* start Input for this task *

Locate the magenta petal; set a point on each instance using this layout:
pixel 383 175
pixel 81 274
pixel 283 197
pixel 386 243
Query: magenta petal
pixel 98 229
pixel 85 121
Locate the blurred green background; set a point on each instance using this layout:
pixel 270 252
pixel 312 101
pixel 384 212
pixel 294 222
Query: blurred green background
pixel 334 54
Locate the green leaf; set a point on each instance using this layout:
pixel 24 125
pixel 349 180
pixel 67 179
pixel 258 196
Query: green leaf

* end Input for this task *
* start Input for this task *

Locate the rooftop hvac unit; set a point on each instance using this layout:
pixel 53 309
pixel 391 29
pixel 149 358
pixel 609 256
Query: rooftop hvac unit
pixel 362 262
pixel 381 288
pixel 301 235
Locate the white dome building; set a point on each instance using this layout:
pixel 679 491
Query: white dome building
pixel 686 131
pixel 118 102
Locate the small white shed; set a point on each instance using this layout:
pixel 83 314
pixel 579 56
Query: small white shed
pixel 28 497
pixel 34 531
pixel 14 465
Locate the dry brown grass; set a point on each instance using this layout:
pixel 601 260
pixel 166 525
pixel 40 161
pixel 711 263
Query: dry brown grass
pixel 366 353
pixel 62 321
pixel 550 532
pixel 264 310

* end Input for this task *

Give back the material from the line with "Locate the white" to the line with "pixel 264 310", keeping every line word for word, with both those lines included.

Locate the white dome building; set a point on each instance using this layout:
pixel 679 491
Query: white dome building
pixel 686 131
pixel 118 102
Locate the small white shed; set a point on each instance using this layout:
pixel 83 314
pixel 579 56
Query: small white shed
pixel 28 497
pixel 34 531
pixel 14 465
Locate the dry brown grass; set a point on each instance using this layout:
pixel 601 260
pixel 166 525
pixel 40 161
pixel 711 263
Query: dry brown grass
pixel 366 353
pixel 62 321
pixel 550 532
pixel 264 310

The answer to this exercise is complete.